▸ **Ziele**
- 1) Was wird laut dem Text über Immersion bei jemandem in Immersion aus dem Satz "Der Spieler steuert den SC."?
- 2) Schreibe aus dem Text über Immersion den Abschnitt ab, der bei den Worten "Die Immersion beruht" beginnt und nach den Worten "SC wird aufgehoben." endet.
- 3) Führe den Text über Immersion weiter, wo er aufhört.

▸ **Lesetext**

----------------------------------------

Ähm nein. Immersiv bedeutet ja gerade, dass es keinen Unterschied zwischen SC und Spieler gibt.
Das erkennt man auch sehr gut daran, dass gerade immersive Spieler häufig "ich" sagen und dabei in Wirklichkeit "mein SC" meinen. Sie sagen dann so etwas wie "Weißt du noch, wie ich letztens die Schiffswand hinaufgeklettert bin?" und meinen in Wirklichkeit "Weißt du noch, wie mein SC letztens die Schiffswand hinaufgeklettert ist?"
Die Immersion beruht ja gerade darauf, dass man sich zum Zeitpunkt der Immersion nicht den Unterschied zwischen Spieler und SC bewusst ist. Es ist beides "ich". Der Spieler wird mit "ich" angesprochen und der SC wird ebenfalls mit "ich" angesprochen. Aus dem Satz "Der Spieler steuert den SC." wird bei jemanden in Immersion: "Ich steuere mich." Denn die Trennung zwischen Spieler und SC wird aufgehoben.

----------------------------------------

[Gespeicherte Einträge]
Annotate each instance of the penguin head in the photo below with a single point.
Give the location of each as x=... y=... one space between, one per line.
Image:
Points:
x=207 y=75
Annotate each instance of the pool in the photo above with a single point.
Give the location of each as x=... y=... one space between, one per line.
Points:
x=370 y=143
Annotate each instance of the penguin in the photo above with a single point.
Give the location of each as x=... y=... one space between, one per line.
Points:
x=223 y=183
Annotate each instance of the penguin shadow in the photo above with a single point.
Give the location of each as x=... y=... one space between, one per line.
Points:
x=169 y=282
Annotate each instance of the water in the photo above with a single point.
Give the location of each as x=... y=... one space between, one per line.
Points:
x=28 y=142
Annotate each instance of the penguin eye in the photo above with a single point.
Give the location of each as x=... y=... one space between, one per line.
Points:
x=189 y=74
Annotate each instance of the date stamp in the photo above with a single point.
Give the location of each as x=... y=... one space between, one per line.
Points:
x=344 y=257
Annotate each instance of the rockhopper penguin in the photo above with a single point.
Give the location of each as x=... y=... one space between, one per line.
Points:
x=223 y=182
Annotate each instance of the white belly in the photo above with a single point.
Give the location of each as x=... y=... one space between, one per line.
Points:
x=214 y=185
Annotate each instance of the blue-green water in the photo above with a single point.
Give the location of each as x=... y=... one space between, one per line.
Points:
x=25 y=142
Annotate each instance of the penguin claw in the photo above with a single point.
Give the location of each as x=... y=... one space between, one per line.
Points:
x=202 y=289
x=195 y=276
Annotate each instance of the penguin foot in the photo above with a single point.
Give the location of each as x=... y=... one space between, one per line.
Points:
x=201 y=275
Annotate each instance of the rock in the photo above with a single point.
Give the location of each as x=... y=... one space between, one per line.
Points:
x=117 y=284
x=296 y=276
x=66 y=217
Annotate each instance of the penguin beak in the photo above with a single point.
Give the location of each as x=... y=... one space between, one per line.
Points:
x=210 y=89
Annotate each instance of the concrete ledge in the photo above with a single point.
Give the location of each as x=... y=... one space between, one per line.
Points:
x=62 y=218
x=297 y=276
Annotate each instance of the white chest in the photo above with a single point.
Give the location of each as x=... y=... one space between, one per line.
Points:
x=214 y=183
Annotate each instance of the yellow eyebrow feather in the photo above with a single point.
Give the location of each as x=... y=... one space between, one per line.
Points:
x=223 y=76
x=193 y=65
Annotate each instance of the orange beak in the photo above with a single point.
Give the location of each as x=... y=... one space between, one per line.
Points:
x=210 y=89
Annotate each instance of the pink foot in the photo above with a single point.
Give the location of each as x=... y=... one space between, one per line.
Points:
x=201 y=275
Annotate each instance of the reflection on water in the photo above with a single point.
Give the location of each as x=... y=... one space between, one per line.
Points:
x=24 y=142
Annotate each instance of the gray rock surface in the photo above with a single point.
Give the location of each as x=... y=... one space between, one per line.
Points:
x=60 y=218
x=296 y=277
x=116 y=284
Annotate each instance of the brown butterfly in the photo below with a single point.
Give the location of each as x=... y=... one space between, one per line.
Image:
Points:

----------------------------------------

▸ **Lösungen**
- 1) "Ich steuere mich."

- 2)
Die Immersion beruht ja gerade darauf, dass man sich zum Zeitpunkt der Immersion nicht den Unterschied zwischen Spieler und SC bewusst ist. Es ist beides "ich". Der Spieler wird mit "ich" angesprochen und der SC wird ebenfalls mit "ich" angesprochen. Aus dem Satz "Der Spieler steuert den SC." wird bei jemanden in Immersion: "Ich steuere mich." Denn die Trennung zwischen Spieler und SC wird aufgehoben.

- 3)
Das liegt wahrscheinlich in der Natur der Sache, dass wir uns körperliche Unterschiede ohne Probleme verinnerlichen können und so spielen, als ob wir ungeschickter/schwächlicher/fragiler wären, als wir es in RL sind, während wir uns zwar dümmer stellen können, aber Schwierigkeiten damit haben, die tatsächliche Tragweite dieses Unterschiedes auch auszuspielen.
Nein, beides behindert die Immersion. Wenn du schonmal Pen&Paper und LARP ausprobiert hast, dann stellst du fest, dass LARP wesentlich immersiver ist, weil dort wirklich ALLE Sinne angesprochen werden. Dort kann wirklich ein 100% abtauchen in die Immersion stattfinden. (Was gerade bei fragilen Persönlichkeiten auch zu gefährlichen Situationen führen kann.)
Das heißt, die Nutzung des eigenen Körpers hilft genau so wie die Nutzung des eigenen Intellekt. Der große Nachteil von Pen&Paper gegenüber LARP ist halt, dass man nicht wirklich vollkommen körperlich abtauchen kann.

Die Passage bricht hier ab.